[[ Provided text, beginning ]]

(HOST) Commentator Mary Barrosse Schwartz says it may be time to get on line for electronic health records.
(BARROSSE) For many Vermonters, the Internet provides services that we could never have imagined even a couple of years ago. We buy holiday gifts, check our bank balances, and pay our bills. On vacation in Florida, we can even listen to VPR.
But here in Vermont we’re behind the curve in using our computers to access our own electronic health records, including using the internet to schedule our own appointments with health care providers. A survey conducted by the Bi-State Primary Care Association, which covers Vermont and New Hampshire, found that only 24 percent of medical practices in Vermont have begun using computers to manage patient records.
Supporters of making the switch say computerized records could make for better health care delivered less expensively.
Specialist doctors would be able to get quick access to the full range of a patient’s health records, gaining a fuller understanding of the patient and guarding against bad outcomes through drug interactions. Electronic health records become portable and go with patient wherever they go, adding convenience and significantly reducing medical errors.
There are cost savings in no longer having to have medical office staff manage wall to wall shelves of patient charts, filing lab tests and physician notes, and then retrieving paper charts as needed. This is no small task, and delay in filing important information such as lab tests can result in poor medical care, especially when a physician sees a chart that due to improper filing just doesn’t tell the whole story.
Hospitals and medical practices can monitor chronic care or public health issues affecting large numbers of patients – for example, notices of flu shot clinics could be automatically sent to those with chronic respiratory disease and the elderly.
But new systems of computerized health records will be very expensive – the estimated cost for Vermont is $150 million.
Some critics of computerized health records also have privacy concerns. Vermont’s ACLU reminds us that medical records are very personal, and warns against giving up our privacy for some increased convenience and efficiency. Other health care planners in the state raise questions such as who should govern the network and who will own the data it contains?

[[ Provided text, end ]]

> [Required work] Copy out the full commentary on electronic health records in Vermont, word for word and unchanged.

[[ Extracted material, beginning ]]

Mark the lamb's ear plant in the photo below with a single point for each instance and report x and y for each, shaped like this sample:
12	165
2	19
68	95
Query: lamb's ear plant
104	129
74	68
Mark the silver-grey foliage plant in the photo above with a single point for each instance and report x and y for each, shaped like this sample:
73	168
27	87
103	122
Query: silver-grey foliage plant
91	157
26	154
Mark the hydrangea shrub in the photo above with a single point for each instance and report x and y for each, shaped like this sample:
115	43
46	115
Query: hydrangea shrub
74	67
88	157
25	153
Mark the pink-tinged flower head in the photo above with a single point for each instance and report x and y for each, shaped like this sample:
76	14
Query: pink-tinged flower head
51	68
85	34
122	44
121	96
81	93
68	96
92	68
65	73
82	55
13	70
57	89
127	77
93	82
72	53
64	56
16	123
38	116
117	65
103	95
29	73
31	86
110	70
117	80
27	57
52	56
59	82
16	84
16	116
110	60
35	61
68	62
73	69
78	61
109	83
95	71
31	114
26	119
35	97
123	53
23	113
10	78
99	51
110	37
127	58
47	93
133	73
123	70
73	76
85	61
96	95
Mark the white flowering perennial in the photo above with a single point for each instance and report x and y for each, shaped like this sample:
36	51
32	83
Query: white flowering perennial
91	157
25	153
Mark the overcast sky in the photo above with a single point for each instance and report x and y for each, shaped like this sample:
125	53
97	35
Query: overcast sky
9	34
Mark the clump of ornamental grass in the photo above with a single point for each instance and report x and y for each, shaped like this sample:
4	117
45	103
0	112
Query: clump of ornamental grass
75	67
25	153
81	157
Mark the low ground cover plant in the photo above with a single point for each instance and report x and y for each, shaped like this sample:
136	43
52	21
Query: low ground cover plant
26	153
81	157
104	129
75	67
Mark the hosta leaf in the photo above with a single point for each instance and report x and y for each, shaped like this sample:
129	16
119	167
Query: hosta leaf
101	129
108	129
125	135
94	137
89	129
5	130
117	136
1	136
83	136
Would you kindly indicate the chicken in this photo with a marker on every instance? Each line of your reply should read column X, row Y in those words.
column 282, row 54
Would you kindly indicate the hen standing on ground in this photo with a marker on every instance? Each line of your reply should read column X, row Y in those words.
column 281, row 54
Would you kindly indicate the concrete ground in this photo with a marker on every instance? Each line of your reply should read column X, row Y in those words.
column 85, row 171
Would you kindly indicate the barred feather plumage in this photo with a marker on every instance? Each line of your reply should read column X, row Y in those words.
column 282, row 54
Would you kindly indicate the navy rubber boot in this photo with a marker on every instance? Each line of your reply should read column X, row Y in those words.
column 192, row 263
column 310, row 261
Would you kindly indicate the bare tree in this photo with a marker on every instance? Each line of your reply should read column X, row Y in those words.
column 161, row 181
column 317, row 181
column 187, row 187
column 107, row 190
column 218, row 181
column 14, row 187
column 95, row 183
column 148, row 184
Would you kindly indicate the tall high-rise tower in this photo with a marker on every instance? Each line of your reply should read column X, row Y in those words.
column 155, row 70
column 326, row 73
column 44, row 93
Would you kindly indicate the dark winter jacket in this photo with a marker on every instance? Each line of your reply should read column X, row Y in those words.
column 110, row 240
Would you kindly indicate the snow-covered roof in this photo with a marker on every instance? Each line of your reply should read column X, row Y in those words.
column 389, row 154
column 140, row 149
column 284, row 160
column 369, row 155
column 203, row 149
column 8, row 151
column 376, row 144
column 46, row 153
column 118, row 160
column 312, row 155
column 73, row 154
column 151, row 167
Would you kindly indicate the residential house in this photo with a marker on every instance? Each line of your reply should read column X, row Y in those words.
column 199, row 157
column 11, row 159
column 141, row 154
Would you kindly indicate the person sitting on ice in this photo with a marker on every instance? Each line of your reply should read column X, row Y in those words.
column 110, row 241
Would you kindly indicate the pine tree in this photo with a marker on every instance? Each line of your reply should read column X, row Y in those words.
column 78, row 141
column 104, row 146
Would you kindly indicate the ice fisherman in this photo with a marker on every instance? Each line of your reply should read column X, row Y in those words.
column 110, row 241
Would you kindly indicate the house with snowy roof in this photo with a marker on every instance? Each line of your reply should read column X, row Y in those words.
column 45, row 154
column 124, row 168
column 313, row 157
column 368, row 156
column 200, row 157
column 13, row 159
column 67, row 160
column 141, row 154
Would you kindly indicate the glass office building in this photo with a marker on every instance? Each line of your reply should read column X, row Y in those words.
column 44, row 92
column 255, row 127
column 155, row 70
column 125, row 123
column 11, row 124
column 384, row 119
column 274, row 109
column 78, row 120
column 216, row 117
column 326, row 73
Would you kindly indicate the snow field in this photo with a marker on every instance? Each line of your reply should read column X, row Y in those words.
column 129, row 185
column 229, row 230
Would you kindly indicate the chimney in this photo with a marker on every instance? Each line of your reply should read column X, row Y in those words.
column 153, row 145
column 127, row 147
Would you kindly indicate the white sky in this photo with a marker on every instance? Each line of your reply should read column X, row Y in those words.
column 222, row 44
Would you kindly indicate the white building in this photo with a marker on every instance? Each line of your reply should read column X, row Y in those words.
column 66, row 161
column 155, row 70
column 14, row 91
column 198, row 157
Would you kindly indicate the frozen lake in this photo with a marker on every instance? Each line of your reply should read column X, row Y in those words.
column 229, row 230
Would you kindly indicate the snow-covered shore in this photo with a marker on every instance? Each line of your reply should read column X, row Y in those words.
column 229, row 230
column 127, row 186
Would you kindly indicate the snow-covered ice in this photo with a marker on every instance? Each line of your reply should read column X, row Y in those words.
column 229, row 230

[[ Extracted material, end ]]

> [Response to this task]
(HOST) Commentator Mary Barrosse Schwartz says it may be time to get on line for electronic health records.
(BARROSSE) For many Vermonters, the Internet provides services that we could never have imagined even a couple of years ago. We buy holiday gifts, check our bank balances, and pay our bills. On vacation in Florida, we can even listen to VPR.
But here in Vermont we’re behind the curve in using our computers to access our own electronic health records, including using the internet to schedule our own appointments with health care providers. A survey conducted by the Bi-State Primary Care Association, which covers Vermont and New Hampshire, found that only 24 percent of medical practices in Vermont have begun using computers to manage patient records.
Supporters of making the switch say computerized records could make for better health care delivered less expensively.
Specialist doctors would be able to get quick access to the full range of a patient’s health records, gaining a fuller understanding of the patient and guarding against bad outcomes through drug interactions. Electronic health records become portable and go with patient wherever they go, adding convenience and significantly reducing medical errors.
There are cost savings in no longer having to have medical office staff manage wall to wall shelves of patient charts, filing lab tests and physician notes, and then retrieving paper charts as needed. This is no small task, and delay in filing important information such as lab tests can result in poor medical care, especially when a physician sees a chart that due to improper filing just doesn’t tell the whole story.
Hospitals and medical practices can monitor chronic care or public health issues affecting large numbers of patients – for example, notices of flu shot clinics could be automatically sent to those with chronic respiratory disease and the elderly.
But new systems of computerized health records will be very expensive – the estimated cost for Vermont is $150 million.
Some critics of computerized health records also have privacy concerns. Vermont’s ACLU reminds us that medical records are very personal, and warns against giving up our privacy for some increased convenience and efficiency. Other health care planners in the state raise questions such as who should govern the network and who will own the data it contains?